----- Input rows
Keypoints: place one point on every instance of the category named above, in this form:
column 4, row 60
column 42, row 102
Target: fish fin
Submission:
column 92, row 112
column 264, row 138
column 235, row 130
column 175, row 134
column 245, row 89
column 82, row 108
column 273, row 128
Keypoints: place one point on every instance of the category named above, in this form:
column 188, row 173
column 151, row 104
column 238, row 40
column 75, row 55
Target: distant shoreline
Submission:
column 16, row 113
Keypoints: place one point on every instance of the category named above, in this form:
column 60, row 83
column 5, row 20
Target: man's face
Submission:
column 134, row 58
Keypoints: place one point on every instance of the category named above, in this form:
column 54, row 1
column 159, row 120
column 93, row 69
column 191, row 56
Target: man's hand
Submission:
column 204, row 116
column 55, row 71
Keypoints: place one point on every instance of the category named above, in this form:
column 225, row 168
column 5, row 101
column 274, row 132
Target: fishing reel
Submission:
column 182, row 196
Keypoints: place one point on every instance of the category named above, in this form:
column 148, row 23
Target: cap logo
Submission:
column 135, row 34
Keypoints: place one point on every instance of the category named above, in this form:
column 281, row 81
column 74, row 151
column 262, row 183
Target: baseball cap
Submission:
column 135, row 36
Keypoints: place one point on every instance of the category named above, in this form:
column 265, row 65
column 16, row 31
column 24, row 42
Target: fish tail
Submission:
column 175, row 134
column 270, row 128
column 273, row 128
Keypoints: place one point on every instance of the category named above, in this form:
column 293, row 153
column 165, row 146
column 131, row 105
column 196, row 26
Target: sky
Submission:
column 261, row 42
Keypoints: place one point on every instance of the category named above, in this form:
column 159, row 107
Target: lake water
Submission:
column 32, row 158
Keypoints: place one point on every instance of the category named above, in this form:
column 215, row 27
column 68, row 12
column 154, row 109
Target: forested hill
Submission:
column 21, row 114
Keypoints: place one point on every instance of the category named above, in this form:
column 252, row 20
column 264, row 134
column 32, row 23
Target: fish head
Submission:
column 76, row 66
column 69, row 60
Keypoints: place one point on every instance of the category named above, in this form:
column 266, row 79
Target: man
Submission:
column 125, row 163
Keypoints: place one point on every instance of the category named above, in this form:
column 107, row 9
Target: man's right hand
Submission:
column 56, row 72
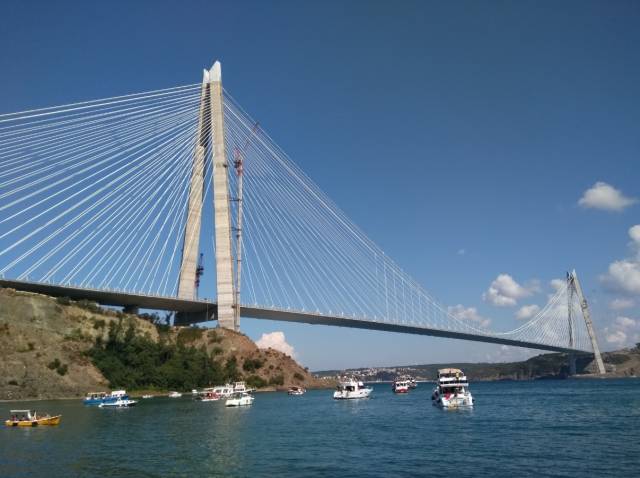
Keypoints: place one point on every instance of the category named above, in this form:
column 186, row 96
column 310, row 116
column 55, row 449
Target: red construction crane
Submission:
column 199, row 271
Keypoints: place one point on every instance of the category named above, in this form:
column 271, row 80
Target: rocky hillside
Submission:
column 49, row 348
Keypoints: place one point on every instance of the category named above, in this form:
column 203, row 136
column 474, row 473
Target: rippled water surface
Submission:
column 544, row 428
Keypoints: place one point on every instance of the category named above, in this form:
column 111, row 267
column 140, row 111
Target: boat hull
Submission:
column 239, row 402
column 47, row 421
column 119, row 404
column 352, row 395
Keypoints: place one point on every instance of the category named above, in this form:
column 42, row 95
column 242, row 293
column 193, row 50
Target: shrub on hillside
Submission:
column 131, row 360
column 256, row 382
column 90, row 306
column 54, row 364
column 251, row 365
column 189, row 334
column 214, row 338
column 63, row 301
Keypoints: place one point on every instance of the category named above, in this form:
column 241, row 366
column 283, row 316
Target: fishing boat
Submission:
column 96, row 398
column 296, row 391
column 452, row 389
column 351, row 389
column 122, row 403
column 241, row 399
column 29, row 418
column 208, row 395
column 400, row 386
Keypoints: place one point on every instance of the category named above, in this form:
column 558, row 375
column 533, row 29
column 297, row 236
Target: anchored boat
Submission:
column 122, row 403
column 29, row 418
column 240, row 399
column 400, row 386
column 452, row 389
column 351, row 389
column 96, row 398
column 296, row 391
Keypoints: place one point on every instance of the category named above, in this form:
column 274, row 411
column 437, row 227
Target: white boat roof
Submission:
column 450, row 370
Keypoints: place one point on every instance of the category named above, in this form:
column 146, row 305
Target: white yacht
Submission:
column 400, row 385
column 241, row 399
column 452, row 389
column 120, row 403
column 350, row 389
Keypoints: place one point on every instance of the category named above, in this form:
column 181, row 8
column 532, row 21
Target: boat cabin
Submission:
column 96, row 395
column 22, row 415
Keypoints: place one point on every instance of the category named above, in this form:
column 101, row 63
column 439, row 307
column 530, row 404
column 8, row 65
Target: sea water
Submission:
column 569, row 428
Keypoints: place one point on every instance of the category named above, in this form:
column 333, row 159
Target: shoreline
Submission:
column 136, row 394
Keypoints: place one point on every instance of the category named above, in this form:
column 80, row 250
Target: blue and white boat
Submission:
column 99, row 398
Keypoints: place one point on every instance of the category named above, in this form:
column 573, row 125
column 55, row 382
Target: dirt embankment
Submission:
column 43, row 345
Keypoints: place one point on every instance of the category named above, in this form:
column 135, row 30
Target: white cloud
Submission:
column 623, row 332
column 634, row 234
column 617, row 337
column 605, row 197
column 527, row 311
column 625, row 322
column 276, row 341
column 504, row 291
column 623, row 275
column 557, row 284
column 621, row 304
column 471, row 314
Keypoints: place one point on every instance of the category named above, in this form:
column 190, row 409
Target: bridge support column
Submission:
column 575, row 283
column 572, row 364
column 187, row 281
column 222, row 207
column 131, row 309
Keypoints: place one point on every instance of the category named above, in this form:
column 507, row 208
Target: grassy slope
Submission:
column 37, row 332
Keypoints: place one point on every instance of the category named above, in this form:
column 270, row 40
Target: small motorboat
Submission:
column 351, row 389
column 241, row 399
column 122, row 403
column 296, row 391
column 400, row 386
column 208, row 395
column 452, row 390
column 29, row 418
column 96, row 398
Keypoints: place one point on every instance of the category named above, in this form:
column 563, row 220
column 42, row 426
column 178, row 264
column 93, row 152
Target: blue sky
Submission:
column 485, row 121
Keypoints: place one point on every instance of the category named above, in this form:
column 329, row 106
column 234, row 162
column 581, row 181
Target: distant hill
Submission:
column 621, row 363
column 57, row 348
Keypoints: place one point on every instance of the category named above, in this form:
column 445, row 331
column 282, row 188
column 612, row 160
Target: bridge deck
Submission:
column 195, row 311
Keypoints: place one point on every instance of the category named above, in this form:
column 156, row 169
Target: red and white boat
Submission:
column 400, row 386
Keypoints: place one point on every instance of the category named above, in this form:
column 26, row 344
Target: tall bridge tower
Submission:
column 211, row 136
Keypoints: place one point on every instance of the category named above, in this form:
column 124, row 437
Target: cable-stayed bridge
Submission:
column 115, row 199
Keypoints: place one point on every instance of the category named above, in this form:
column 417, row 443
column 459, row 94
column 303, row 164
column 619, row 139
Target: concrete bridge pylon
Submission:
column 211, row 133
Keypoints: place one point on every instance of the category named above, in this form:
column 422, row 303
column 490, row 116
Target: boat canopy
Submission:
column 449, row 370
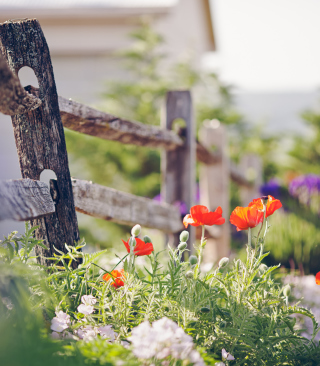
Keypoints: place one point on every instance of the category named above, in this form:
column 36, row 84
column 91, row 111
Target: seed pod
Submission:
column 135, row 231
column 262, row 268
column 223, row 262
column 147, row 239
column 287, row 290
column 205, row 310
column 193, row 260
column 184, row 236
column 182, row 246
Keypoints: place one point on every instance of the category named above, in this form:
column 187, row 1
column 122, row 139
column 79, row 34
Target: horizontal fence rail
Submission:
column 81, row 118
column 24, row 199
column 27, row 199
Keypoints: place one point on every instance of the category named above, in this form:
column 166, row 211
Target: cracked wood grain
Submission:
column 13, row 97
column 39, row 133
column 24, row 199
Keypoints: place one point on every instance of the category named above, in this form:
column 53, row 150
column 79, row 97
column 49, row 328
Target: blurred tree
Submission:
----------
• Task objective
Set down the lines above exactly, from the start of the records up to and including the line with "column 135, row 36".

• Solution to this task
Keypoints: place one point on every instance of the category named above, in this form:
column 4, row 60
column 42, row 102
Target: fish fin
Submission:
column 92, row 112
column 264, row 138
column 235, row 130
column 175, row 134
column 245, row 89
column 82, row 108
column 273, row 128
Keypoints: place one point on every instance of the category named above, in this form:
column 188, row 173
column 151, row 104
column 238, row 40
column 75, row 55
Target: distant shoreline
Submission:
column 16, row 113
Keypoints: place one point on every instance of the category named above, in this form:
column 60, row 83
column 5, row 20
Target: man's face
Submission:
column 134, row 58
Keypoints: place one point on every instance of the category named above, in this form:
column 54, row 1
column 159, row 120
column 93, row 69
column 191, row 56
Target: man's hand
Submission:
column 204, row 116
column 55, row 71
Keypoints: place one point on every instance of the category named above, in this form:
column 225, row 168
column 5, row 101
column 274, row 132
Target: fishing reel
Submission:
column 182, row 196
Keypoints: place one point on every instance of the category named above, in this form:
column 148, row 23
Target: cap logo
Submission:
column 135, row 34
Keypoints: place one point on every instance of the category named above, in this form:
column 281, row 81
column 74, row 151
column 262, row 183
Target: baseball cap
Submission:
column 135, row 36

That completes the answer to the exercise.